◆ Work instructions:
Reproduce the part of the payments article below between "It appears that, for" and "support the app?", inclusive.
==== Text excerpt
Is Consumer-Centricity Core to Your Payments Strategy?

August 21, 2023

Helen Whelan

Helen Whelan

Post Header
Is Consumer-Centricity Core to Your Payments Strategy?

We are at a time in South Africa’s financial services journey where consumers are demanding solutions that actually solve their pain points. It is not enough to simply offer a frictionless service. Opportunities exist for businesses to innovate through truly customer-centric design in order to provide real solutions for real needs.

The value of customer-centric design is more topical than ever. It was one of the themes brought to the forefront of our minds during the recent Open Payments Conference, as well as in the Modernised Payments in South Africa Report. 

In today’s payments landscape, digital banking options do exist, however, the adoption of these solutions continues to be a challenge. Over 80% of South African adults have a bank account, but many of these (more than 40%) are used as ‘mailbox’ accounts. The account is used to deposit wages and then all funds are almost immediately withdrawn as cash. This leads to the question of whether digital payment solutions are actually designed for the user. 

It appears that, for many South Africans, standing in an ATM queue to withdraw cash to pay is preferred to making an online EFT. Something is slowing, or even preventing, the adoption of digital payment methods. Are new solutions and innovations designed with an understanding of why consumers continue to rely on cash? 

Three factors underpin this concept of consumer-centricity: service ubiquity, trust, and future-thinking design.

1. The role of a ubiquitous service

In many cases, adoption success boils down to ubiquity. Can the consumer pay at their favourite small merchant using your digital method? Does their transport system to get to and from work support tap payments? Does their phone support the app? 

When the answers to these sorts of questions are no, many currently-available frictionless digital services are simply not convenient to that person. 

‘The question is, what is financial inclusion? Does it mean that people have bank accounts? Most South Africans have bank accounts, right? Can we argue that we’ve achieved financial inclusion? My argument is, no, it goes deeper than that. For as long as you have not enabled the guy at my mom’s township to participate in the digital economy, you have not achieved financial inclusion. Most of the people have got bank accounts, but by day three, they’ve withdrawn all the funds. Is that financial inclusion? And why are they withdrawing the funds? Because, the guy, you know, where they live, where they must buy food, they’re not interested in your electronic payments.’ Bank Executive ( Modernised Payments in South Africa Report)

A digital payment method needs to be accepted everywhere before it will be fully embraced by the general public. Brazil was referred to by one of the Conference panellists as a prime case study to illustrate this point. Across the country, every merchant, retailer, and street vendor will accept a Pix payment. 

Pix was rapidly embraced by Brazilians - it is free and easy to use and comes at a lower cost to companies than credit or debit card alternatives. Importantly, Pix provides users with more than a digital payment option - it provides ‘digital citizenship’ through the app. 

This extent of last-mile availability and digital inclusivity is lacking in the townships in South Africa - and it shows that this pain point is yet to be solved by the industry. 

Conference panellists discussed the fact that small businesses drive the growth of the economy. Leading retailers share that they are still predominantly handling cash, so how does this translate to small merchants? When small businesses cannot accept digital payments, consumers are forced to transact in cash.
========
==== Extracted data
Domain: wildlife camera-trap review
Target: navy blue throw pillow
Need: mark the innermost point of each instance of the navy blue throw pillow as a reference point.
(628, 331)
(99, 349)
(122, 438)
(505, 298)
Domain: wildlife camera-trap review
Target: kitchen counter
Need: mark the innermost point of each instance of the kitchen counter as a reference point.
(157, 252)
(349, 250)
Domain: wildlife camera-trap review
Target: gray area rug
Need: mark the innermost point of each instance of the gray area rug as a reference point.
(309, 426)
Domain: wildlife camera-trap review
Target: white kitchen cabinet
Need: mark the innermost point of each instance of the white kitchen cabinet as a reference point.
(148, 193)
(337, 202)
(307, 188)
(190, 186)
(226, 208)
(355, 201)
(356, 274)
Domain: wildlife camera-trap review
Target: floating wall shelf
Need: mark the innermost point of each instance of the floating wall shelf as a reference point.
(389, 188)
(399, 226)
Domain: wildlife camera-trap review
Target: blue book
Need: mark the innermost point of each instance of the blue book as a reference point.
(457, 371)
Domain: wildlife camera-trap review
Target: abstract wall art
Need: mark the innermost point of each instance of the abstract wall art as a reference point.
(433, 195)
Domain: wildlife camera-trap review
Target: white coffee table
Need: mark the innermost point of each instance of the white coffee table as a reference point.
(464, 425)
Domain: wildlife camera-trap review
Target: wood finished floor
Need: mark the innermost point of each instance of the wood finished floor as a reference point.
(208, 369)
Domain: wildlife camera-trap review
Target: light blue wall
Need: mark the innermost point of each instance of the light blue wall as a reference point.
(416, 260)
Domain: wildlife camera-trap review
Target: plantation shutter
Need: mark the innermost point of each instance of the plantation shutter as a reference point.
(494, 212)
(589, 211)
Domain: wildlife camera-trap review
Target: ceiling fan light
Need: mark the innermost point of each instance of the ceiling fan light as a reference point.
========
◆ Answer to this problem:
It appears that, for many South Africans, standing in an ATM queue to withdraw cash to pay is preferred to making an online EFT. Something is slowing, or even preventing, the adoption of digital payment methods. Are new solutions and innovations designed with an understanding of why consumers continue to rely on cash? 

Three factors underpin this concept of consumer-centricity: service ubiquity, trust, and future-thinking design.

1. The role of a ubiquitous service

In many cases, adoption success boils down to ubiquity. Can the consumer pay at their favourite small merchant using your digital method? Does their transport system to get to and from work support tap payments? Does their phone support the app?